В Англии XVIII века тоже пытались совсем выкинуть Гомера из числа литературных поэтов в разряд «естественных поэтов», авторов-певцов средневековых английских баллад, на манер созданной Макферсоном фикции кельтского сказителя Оссиана, песни которого якобы пережили тоже столетия в чисто устных традициях бардов.

В Германии в 1795 г. вышло в печати знаменитое «Введение к Гомеру» Фридриха Августа Вольфа, и с тех пор «проблема Гомера» во всем мире не переставала существовать. Гомер то растворяется как индивидуальность, исчезая в совокупности певцов, а единство самих гомеровских поэм трактуется как единство саги «творящего народа», по выражению Фридриха Шлегеля, молодого вождя романтизма. То Гомер снова воскресает, как слепой, но подлинный и самобытный «творец» поэм из народных сказаний, легенд, мифов и песен. Противоположность взглядов до сих пор не только не сгладилась, но, наоборот, настолько иногда обостряется, что некоторые толстые журналы уже отказываются печатать суждения по гомеровскому вопросу, который почитается исчерпанным и безнадежным, подобно квадратуре круга, трем секциям угла и perpetuum mobile.

Для потомков сохраняется не столько имя и облик творца, сколько само творение. Например, Виламовиц, один из исследователей «проблемы Гомера», считал, что-«имя – звук пустой» (Schall und Ranch), и если не все следы его телесного существования сметены, это не может быть поставлено ему в укор. Также и в науке значима лишь истина, которая добыта: она укрепляется и остается, а гот, кто ее достиг, рано или поздно станет безразличен. «Пусть для нас станет ясным, — пишет Виламовиц, — что в Гомере как человеке для нас заключается вовсе немного. Нам важна „Илиада", поскольку поэт ее дал что-либо индивидуальное в своих стихах».

(Данные для разметки координат)

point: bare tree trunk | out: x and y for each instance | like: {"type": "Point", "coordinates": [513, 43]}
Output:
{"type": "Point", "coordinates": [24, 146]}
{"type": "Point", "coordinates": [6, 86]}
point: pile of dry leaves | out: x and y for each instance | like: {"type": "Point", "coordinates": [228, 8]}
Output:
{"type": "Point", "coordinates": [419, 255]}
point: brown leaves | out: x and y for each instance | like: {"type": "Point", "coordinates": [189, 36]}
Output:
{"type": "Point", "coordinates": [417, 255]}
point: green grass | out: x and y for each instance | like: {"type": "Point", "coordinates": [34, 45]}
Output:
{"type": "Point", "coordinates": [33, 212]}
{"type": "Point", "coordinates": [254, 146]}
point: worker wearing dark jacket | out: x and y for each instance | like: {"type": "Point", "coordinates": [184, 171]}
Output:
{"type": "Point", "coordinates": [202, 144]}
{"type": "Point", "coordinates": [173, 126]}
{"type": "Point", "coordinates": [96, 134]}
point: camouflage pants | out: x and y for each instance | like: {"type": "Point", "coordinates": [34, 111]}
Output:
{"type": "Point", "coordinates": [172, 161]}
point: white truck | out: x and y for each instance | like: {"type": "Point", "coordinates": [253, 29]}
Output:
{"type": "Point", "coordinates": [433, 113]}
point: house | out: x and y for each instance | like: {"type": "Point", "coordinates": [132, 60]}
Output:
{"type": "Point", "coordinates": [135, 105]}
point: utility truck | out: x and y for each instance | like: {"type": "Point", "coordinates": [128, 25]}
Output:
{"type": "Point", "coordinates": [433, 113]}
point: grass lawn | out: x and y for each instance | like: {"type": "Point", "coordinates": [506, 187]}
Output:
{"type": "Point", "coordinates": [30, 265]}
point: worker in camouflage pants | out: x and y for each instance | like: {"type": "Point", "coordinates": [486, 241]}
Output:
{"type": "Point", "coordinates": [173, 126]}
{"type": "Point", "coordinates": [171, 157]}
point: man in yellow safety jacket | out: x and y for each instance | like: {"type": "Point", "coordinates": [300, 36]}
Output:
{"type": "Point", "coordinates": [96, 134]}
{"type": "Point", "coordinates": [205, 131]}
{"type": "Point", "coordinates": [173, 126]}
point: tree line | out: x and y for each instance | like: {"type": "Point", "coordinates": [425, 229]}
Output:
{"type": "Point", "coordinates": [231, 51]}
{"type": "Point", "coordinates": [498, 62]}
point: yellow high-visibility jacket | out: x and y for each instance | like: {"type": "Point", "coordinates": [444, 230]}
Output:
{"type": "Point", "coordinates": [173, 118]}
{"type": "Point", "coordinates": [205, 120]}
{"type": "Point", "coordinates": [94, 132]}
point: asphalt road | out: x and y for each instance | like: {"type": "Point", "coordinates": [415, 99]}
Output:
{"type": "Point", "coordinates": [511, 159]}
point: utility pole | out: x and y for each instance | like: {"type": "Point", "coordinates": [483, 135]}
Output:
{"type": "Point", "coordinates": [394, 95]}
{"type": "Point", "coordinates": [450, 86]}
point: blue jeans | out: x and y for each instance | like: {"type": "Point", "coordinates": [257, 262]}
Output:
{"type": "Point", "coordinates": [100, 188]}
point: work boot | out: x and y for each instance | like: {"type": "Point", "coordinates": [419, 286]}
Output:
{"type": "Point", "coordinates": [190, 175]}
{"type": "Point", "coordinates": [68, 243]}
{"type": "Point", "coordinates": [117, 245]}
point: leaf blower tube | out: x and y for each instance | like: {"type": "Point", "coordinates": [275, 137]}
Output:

*Задания*
(1) Согласуются ли с текстом о проблеме Гомера следующие утверждения? Для каждого ответьте «да» или «нет» и приведите дословно решающие слова текста.
(а) «Введение к Гомеру» Фридриха Августа Вольфа было напечатано в Германии в 1795 г.
(б) Фридрих Шлегель назван в тексте противником романтизма.
(в) Все толстые журналы по-прежнему охотно печатают суждения по гомеровскому вопросу.
(2) Продолжите текст о проблеме Гомера, начав сразу после его последнего предложения.

*Ответы*
(1)
(а) Да: «В Германии в 1795 г. вышло в печати знаменитое «Введение к Гомеру» Фридриха Августа Вольфа».
(б) Нет: «по выражению Фридриха Шлегеля, молодого вождя романтизма».
(в) Нет: «некоторые толстые журналы уже отказываются печатать суждения по гомеровскому вопросу».

(2)
Конечно, не создай Гомер «Илиады», его имя не пережило бы его самого и забылось бы тотчас. Но, читая его творения и размышляя над ними, непроизвольно рисуешь себе живой, одухотворенный образ великого слепого старца-рапсода таким, каким античные скульпторы создали его, может быть, тоже в своем воображении. Как нельзя читать «Divina Comedia» без того, чтобы тотчас не воскресли образы Данте в лавровом венке и нежной Беатриче, как невольно видишь умную гордую голову Гете, перелистывая «Фауста», так размышления и над научными открытиями постоянно вызывают образы их авторов и творцов. Можно ли думать об антисептике, не воскрешая живого облика Листера? Как можно забыть про львиную голову Менделеева, глядя на таблицу периодической системы элементов? Какой бы из артериальных стволов ни искать, ориентируясь по ходу фасций, вечно в памяти встает портрет молодого Пирогова дерптского периода.